ЗАДАНИЯ
(a) Какова, согласно дневниковой записи, цена фунта белого хлеба?
(b) Воспроизведите без изменений фрагмент дневниковой записи между словами «Червонец, с Божьей» и «200 <миллионов> рублей.», включая сами эти слова.

ИСХОДНЫЙ ТЕКСТ

__________

Червонец, с Божьей помощью, сегодня 5500 рублей (5 1/2 миллиардов).
Французская булка стоит 17 миллионов, фунт белого хлеба — 65 миллионов. Яйца, десяток, вчера стоили 200 <миллионов> рублей.
Москва шумна. Возобновил маршруты трамвай 24 (Остоженка). <…>
19 октября 1923. Сегодня вышел гнусный день. Род моей болезни таков, что, по-видимому, на будущей неделе мне придется слечь. Я озабочен вопросом, как устроить так, чтобы в «Г<удке>» меня не сдвинули за время болезни с места. Второй вопрос, как летнее пальто жены превратить в шубу. День прошел сумбурно, в беготне. Часть этой беготни была затрачена (днем и вечером) на «Трудовую копейку». В ней потеряны два моих фельетона. Важно, что Кольцов (редактор «Копейки») их забраковал. Я не мог ни найти оригинала, ни добиться ответа по поводу их. Махнул в конце концов рукой.

__________

ИСХОДНЫЕ ДАННЫЕ
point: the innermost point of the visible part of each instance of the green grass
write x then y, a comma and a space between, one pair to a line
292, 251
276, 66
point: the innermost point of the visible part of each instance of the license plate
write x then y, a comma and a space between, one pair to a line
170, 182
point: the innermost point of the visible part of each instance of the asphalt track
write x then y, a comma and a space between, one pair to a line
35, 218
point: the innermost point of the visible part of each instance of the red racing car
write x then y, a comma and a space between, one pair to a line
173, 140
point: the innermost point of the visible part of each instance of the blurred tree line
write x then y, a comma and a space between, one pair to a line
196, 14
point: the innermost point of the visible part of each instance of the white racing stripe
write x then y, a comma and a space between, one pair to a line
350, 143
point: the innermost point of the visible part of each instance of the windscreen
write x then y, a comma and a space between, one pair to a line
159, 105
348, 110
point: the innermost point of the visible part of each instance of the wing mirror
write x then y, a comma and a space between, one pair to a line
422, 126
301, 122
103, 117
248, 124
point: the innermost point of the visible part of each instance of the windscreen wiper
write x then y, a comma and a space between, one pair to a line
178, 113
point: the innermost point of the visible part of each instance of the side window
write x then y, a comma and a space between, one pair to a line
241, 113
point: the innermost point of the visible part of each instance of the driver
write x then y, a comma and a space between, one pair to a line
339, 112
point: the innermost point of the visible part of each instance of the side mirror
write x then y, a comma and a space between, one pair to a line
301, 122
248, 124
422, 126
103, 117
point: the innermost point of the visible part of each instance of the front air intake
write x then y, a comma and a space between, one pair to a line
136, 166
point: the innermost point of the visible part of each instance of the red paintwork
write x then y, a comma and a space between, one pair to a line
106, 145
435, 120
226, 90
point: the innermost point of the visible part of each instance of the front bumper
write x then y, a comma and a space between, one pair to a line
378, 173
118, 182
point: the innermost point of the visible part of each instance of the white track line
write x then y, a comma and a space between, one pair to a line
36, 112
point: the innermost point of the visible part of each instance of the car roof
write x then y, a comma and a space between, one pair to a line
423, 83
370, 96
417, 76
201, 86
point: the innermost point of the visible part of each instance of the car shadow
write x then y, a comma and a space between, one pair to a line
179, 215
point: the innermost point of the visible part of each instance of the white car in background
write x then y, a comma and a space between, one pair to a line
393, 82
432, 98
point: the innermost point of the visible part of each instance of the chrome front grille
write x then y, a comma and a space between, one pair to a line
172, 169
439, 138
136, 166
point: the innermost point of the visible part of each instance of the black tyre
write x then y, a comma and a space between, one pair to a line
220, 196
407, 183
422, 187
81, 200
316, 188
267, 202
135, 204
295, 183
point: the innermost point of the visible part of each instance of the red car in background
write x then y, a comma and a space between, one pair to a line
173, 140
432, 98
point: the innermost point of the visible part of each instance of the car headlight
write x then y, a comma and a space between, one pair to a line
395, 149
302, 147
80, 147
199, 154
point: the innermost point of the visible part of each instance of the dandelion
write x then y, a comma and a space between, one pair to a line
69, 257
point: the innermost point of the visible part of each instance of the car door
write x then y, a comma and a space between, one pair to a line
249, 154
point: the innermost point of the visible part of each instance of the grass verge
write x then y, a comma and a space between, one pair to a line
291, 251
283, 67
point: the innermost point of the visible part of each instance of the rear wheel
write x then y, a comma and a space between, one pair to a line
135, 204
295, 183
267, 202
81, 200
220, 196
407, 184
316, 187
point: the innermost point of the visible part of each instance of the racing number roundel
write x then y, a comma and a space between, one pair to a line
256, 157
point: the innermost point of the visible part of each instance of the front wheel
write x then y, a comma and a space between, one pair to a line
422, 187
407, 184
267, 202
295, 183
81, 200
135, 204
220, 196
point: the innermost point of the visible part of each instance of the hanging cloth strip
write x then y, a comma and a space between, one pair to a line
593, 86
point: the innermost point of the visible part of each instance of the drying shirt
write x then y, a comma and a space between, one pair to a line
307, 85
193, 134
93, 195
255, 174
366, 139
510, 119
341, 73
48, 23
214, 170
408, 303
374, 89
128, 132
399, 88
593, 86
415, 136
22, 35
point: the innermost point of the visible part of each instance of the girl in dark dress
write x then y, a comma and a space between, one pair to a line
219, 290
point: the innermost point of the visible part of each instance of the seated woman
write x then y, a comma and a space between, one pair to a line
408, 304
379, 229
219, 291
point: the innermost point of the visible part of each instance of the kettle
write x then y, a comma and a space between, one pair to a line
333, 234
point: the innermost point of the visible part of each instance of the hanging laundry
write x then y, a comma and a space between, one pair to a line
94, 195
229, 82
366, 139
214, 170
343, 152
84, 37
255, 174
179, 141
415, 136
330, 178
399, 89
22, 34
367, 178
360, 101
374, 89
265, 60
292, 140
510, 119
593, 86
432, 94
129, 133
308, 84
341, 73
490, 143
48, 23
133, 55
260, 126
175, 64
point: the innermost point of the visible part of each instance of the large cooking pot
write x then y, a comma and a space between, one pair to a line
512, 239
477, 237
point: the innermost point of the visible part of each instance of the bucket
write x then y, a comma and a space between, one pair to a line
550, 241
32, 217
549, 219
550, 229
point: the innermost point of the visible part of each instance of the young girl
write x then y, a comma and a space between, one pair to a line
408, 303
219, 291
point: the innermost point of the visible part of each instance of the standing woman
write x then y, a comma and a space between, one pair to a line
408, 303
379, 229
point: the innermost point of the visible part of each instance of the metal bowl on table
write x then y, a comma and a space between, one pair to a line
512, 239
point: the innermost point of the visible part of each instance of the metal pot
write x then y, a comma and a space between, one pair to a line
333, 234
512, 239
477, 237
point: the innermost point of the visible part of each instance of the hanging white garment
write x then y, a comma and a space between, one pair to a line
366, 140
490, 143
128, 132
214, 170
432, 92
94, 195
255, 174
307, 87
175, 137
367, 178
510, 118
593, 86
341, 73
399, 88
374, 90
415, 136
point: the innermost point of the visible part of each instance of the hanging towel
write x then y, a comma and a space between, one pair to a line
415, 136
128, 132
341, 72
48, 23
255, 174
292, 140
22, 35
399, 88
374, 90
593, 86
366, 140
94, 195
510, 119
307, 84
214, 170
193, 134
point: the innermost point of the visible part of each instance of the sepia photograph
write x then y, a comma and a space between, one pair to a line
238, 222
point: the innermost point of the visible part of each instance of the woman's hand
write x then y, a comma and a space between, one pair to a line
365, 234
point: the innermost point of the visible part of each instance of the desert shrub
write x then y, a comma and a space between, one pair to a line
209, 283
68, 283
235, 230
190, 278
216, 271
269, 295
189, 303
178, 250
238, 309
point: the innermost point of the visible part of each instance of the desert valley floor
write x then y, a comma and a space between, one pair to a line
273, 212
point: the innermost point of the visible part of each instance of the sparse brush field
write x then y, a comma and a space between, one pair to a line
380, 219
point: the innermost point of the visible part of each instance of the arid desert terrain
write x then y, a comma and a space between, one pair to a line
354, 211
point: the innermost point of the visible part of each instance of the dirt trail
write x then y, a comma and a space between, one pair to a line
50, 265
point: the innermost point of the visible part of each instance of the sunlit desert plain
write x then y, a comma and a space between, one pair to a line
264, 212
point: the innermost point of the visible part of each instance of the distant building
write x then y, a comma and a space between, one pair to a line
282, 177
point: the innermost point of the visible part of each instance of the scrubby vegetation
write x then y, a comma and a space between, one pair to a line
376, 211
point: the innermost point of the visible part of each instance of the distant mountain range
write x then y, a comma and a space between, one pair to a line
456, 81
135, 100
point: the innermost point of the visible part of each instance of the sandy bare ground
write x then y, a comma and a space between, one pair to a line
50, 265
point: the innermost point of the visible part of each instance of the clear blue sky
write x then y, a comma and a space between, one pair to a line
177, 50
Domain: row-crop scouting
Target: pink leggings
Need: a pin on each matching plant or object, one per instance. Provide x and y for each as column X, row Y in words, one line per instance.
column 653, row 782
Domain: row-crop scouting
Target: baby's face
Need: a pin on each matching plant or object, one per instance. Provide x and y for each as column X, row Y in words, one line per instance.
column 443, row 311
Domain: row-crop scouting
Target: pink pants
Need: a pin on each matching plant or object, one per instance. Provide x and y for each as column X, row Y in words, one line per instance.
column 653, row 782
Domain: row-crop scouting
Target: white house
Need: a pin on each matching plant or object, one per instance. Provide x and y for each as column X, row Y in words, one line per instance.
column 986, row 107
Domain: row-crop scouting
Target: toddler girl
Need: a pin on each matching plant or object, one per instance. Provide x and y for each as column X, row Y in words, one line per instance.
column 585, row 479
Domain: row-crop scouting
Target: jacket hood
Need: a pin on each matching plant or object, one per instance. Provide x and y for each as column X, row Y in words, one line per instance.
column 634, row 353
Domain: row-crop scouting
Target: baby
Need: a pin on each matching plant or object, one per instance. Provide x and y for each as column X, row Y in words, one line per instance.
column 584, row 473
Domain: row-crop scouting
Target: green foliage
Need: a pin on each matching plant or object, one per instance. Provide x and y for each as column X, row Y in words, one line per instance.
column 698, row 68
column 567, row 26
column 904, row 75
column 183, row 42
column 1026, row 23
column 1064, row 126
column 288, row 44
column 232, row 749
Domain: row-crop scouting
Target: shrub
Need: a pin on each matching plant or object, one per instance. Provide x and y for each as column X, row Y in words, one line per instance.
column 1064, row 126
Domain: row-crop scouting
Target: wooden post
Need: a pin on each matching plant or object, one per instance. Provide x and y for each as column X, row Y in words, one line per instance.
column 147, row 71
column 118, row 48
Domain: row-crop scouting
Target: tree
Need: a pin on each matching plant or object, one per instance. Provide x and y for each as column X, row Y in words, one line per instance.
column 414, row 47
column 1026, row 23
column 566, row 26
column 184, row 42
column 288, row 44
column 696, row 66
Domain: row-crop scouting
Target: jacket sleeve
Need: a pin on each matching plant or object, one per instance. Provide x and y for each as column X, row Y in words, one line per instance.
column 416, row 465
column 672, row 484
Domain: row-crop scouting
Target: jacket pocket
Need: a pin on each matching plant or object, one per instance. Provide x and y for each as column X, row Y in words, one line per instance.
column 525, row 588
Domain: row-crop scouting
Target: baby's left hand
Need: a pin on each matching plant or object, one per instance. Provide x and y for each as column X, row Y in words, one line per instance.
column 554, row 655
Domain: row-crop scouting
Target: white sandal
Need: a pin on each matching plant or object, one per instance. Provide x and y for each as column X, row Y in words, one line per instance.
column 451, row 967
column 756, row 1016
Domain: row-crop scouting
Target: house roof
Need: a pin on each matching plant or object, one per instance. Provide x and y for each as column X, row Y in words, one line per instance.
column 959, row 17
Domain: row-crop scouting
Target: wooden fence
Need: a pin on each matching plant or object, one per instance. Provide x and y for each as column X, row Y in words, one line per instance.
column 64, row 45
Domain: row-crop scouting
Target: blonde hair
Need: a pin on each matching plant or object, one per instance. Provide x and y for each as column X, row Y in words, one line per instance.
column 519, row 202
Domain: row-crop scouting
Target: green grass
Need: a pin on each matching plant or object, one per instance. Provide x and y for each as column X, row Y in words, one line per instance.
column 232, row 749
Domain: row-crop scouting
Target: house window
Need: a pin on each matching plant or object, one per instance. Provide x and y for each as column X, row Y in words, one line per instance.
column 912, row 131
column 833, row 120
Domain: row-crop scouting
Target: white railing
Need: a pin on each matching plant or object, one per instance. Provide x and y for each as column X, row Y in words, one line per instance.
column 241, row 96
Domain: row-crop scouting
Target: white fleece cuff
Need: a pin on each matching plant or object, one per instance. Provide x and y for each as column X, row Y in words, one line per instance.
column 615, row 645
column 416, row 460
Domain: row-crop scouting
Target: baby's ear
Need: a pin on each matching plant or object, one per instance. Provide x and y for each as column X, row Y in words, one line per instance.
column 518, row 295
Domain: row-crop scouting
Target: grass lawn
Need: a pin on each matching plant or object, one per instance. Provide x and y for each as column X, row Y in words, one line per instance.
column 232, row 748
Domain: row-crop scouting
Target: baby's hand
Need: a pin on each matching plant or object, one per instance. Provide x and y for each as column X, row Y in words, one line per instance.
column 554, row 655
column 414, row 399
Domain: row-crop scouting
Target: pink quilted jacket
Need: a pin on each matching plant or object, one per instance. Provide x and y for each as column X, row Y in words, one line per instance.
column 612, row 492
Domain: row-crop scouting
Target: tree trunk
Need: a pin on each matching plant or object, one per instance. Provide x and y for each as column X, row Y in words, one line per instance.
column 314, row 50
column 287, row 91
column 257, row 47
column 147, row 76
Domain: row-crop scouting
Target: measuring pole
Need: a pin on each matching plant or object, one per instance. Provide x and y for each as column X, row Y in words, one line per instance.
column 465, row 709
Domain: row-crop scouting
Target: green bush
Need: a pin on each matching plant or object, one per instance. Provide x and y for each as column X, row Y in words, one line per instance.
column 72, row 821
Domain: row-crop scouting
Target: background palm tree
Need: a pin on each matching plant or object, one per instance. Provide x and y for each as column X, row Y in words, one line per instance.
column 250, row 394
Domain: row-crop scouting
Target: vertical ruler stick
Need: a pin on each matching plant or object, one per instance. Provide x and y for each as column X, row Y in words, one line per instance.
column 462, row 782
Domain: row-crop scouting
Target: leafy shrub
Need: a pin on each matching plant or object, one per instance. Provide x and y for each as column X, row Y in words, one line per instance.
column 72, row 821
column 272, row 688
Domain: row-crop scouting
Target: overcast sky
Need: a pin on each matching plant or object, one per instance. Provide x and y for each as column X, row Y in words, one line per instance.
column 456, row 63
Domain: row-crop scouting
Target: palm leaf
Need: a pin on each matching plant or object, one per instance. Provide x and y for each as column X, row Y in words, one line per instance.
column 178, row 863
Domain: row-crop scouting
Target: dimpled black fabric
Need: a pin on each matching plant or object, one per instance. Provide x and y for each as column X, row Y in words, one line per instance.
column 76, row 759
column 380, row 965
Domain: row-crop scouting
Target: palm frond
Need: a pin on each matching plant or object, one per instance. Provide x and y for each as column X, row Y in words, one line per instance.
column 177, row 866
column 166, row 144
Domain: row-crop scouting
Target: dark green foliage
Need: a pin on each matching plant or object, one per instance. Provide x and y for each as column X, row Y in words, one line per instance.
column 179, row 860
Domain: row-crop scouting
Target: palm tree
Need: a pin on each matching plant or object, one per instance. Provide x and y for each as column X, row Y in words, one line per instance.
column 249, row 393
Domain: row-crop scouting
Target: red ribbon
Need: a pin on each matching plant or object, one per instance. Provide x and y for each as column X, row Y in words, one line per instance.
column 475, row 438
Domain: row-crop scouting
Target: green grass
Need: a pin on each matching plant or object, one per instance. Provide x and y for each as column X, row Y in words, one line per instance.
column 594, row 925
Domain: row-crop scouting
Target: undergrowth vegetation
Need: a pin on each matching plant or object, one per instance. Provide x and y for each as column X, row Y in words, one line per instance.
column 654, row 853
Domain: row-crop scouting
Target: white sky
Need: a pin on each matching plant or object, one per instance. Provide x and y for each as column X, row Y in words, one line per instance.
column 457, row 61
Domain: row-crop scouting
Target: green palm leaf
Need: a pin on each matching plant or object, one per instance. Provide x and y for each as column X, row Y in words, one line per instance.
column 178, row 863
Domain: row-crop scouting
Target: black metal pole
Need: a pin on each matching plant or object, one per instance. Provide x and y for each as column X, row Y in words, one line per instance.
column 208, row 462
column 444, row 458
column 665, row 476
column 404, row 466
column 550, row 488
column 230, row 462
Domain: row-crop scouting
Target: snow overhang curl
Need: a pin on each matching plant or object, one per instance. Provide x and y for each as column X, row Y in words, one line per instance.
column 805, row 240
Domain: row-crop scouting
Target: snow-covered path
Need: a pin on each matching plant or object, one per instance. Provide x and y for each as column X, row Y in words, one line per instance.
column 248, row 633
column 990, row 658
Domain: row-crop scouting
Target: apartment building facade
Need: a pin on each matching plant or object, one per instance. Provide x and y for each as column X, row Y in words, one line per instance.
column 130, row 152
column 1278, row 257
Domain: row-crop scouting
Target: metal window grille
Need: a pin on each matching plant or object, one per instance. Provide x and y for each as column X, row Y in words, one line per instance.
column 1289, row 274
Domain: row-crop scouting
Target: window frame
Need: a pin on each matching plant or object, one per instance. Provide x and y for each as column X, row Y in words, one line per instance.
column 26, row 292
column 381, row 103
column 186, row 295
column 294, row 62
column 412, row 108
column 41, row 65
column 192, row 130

__________

ОТВЕТЫ К ЗАДАНИЯМ
(a) 65 миллионов рублей.

(b)
Червонец, с Божьей помощью, сегодня 5500 рублей (5 1/2 миллиардов).
Французская булка стоит 17 миллионов, фунт белого хлеба — 65 миллионов. Яйца, десяток, вчера стоили 200 <миллионов> рублей.